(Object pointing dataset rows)
__________________________________________________
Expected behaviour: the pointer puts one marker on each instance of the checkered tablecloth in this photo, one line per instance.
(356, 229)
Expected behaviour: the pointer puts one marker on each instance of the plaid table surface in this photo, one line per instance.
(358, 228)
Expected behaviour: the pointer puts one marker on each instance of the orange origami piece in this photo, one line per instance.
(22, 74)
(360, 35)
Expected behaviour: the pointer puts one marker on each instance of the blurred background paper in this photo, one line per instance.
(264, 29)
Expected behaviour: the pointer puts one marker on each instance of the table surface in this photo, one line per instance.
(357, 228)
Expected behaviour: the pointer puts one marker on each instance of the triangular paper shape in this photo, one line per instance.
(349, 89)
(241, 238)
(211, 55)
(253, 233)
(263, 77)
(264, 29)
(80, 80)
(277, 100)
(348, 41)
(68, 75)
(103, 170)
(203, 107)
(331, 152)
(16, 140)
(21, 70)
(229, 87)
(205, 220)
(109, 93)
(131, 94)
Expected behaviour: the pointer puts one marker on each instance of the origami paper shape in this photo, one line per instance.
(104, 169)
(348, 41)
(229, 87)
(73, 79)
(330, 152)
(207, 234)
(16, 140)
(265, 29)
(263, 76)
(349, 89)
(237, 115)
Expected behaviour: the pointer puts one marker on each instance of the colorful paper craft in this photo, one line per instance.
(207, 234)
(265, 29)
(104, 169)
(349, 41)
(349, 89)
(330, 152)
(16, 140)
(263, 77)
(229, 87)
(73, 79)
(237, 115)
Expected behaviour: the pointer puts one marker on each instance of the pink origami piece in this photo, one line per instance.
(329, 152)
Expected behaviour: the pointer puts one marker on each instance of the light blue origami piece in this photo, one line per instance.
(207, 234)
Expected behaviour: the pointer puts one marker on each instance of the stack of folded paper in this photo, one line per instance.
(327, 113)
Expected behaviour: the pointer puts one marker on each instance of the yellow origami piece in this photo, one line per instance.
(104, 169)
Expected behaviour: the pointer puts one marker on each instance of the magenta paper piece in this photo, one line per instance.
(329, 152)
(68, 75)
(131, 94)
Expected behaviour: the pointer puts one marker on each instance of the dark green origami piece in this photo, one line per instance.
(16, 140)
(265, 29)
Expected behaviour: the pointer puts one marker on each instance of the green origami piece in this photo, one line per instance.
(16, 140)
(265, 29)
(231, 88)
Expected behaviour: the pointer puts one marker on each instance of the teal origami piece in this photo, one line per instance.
__________________________________________________
■ What the task asks
Output all of the data again. Match it exactly.

■ Result for this task
Expected behaviour: the pointer puts one marker on each instance of the checkered tablecloth in this photo, one line per instance.
(356, 229)
Expected behaviour: the pointer puts one marker on each instance of the plaid table surface in this photo, one line per instance.
(358, 228)
Expected behaviour: the pointer puts one marker on each instance of the orange origami piece in this photo, one line per instance.
(22, 74)
(360, 35)
Expected behaviour: the pointer puts one marker on each instance of the blurred background paper in this photo, one line per instance.
(264, 29)
Expected behaviour: the pointer puts one marker on each instance of the table surface in this photo, one line per instance.
(357, 228)
Expected behaviour: the pointer puts one marker on each instance of the triangular paper shape in this photo, one line per instance.
(349, 89)
(241, 238)
(211, 55)
(253, 233)
(263, 77)
(264, 29)
(80, 80)
(277, 100)
(348, 41)
(68, 75)
(103, 170)
(203, 107)
(331, 152)
(16, 140)
(21, 70)
(229, 87)
(205, 220)
(109, 93)
(131, 94)
Expected behaviour: the pointer puts one marker on each instance of the origami paper shape in this photo, one line per instance.
(104, 169)
(348, 41)
(229, 87)
(73, 79)
(330, 152)
(207, 234)
(16, 140)
(265, 29)
(263, 76)
(349, 89)
(237, 115)
Expected behaviour: the pointer puts one marker on each instance of the colorful paper craft in this photo, one line per instance.
(207, 234)
(265, 29)
(104, 169)
(349, 41)
(349, 89)
(330, 152)
(16, 140)
(263, 77)
(229, 87)
(73, 79)
(237, 115)
Expected behaviour: the pointer puts one marker on each instance of the pink origami piece in this photo, one line per instance.
(329, 152)
Expected behaviour: the pointer puts one marker on each instance of the light blue origami piece in this photo, one line per instance.
(207, 234)
Expected behaviour: the pointer puts one marker on each instance of the stack of folded paper in this photo, one line per instance.
(327, 113)
Expected behaviour: the pointer puts one marker on each instance of the yellow origami piece in this photo, one line per instance.
(104, 169)
Expected behaviour: the pointer puts one marker on each instance of the magenta paper piece in this photo, one line per instance.
(329, 152)
(68, 75)
(131, 94)
Expected behaviour: the pointer puts one marker on each instance of the dark green origami piece in this photo, one line per instance.
(16, 140)
(265, 29)
Expected behaviour: the pointer puts one marker on each instance of the green origami piece in this photo, one line per instance.
(16, 140)
(265, 29)
(231, 88)
Expected behaviour: the pointer puts one marker on each instance of the teal origami piece in this photo, one line per instance.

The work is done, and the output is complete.